**Aim of the task**
Restate the records below word for word, and omit the images they hold.
== Items
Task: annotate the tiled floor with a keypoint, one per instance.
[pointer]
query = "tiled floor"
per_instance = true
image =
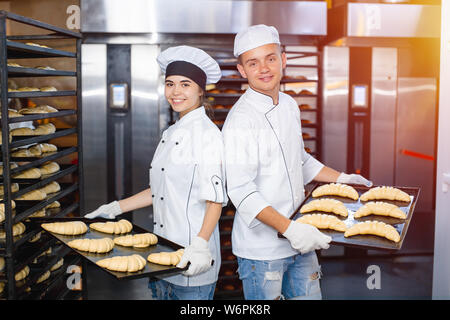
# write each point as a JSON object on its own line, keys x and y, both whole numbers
{"x": 406, "y": 277}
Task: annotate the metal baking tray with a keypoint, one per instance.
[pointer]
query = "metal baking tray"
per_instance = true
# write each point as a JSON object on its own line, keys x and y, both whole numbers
{"x": 367, "y": 241}
{"x": 150, "y": 270}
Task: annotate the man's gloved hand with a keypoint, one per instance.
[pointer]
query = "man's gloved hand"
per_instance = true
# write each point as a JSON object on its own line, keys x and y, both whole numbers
{"x": 198, "y": 255}
{"x": 108, "y": 211}
{"x": 305, "y": 237}
{"x": 353, "y": 179}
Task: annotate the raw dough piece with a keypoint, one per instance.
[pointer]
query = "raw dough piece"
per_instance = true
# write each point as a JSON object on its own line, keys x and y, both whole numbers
{"x": 119, "y": 227}
{"x": 326, "y": 205}
{"x": 336, "y": 189}
{"x": 28, "y": 89}
{"x": 92, "y": 245}
{"x": 25, "y": 131}
{"x": 12, "y": 114}
{"x": 12, "y": 165}
{"x": 49, "y": 168}
{"x": 323, "y": 221}
{"x": 380, "y": 208}
{"x": 388, "y": 193}
{"x": 43, "y": 129}
{"x": 131, "y": 263}
{"x": 166, "y": 258}
{"x": 70, "y": 228}
{"x": 48, "y": 147}
{"x": 36, "y": 194}
{"x": 52, "y": 187}
{"x": 39, "y": 109}
{"x": 18, "y": 229}
{"x": 22, "y": 274}
{"x": 377, "y": 228}
{"x": 43, "y": 277}
{"x": 32, "y": 173}
{"x": 48, "y": 88}
{"x": 57, "y": 265}
{"x": 22, "y": 153}
{"x": 2, "y": 210}
{"x": 141, "y": 240}
{"x": 14, "y": 188}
====
**Exercise response**
Task: annotate the tiled floor with a keypoint, one per instance.
[pointer]
query = "tiled floor"
per_instance = true
image =
# write each point as a JSON object on its own line, keys x and y, both whole numbers
{"x": 406, "y": 277}
Task: annotate the metal baking tray with a keypoint, one per instance.
[pointer]
query = "metal baking tray"
per_instance = true
# write each point as a JSON object on its own line, keys x and y, both whole numbers
{"x": 367, "y": 241}
{"x": 150, "y": 270}
Task: annotate the man's gloved hand with a keypoint, one per instance.
[pointer]
query = "man's gloved hand"
per_instance = true
# write each point as a JSON object on its own line, keys x and y, both whole numbers
{"x": 198, "y": 255}
{"x": 108, "y": 211}
{"x": 305, "y": 237}
{"x": 353, "y": 179}
Task: annotate the raw dough piece with a keypoint, one per instance.
[pointer]
query = "raw dough piece"
per_instance = true
# write each point as a JSON object on its own line, keys x and y, both whole numbers
{"x": 119, "y": 227}
{"x": 326, "y": 205}
{"x": 336, "y": 189}
{"x": 28, "y": 89}
{"x": 92, "y": 245}
{"x": 25, "y": 131}
{"x": 12, "y": 114}
{"x": 12, "y": 165}
{"x": 49, "y": 168}
{"x": 323, "y": 221}
{"x": 380, "y": 208}
{"x": 388, "y": 193}
{"x": 43, "y": 129}
{"x": 131, "y": 263}
{"x": 166, "y": 258}
{"x": 70, "y": 228}
{"x": 48, "y": 147}
{"x": 36, "y": 194}
{"x": 52, "y": 187}
{"x": 39, "y": 109}
{"x": 18, "y": 229}
{"x": 22, "y": 274}
{"x": 377, "y": 228}
{"x": 43, "y": 277}
{"x": 32, "y": 173}
{"x": 48, "y": 88}
{"x": 57, "y": 265}
{"x": 22, "y": 153}
{"x": 2, "y": 210}
{"x": 141, "y": 240}
{"x": 14, "y": 188}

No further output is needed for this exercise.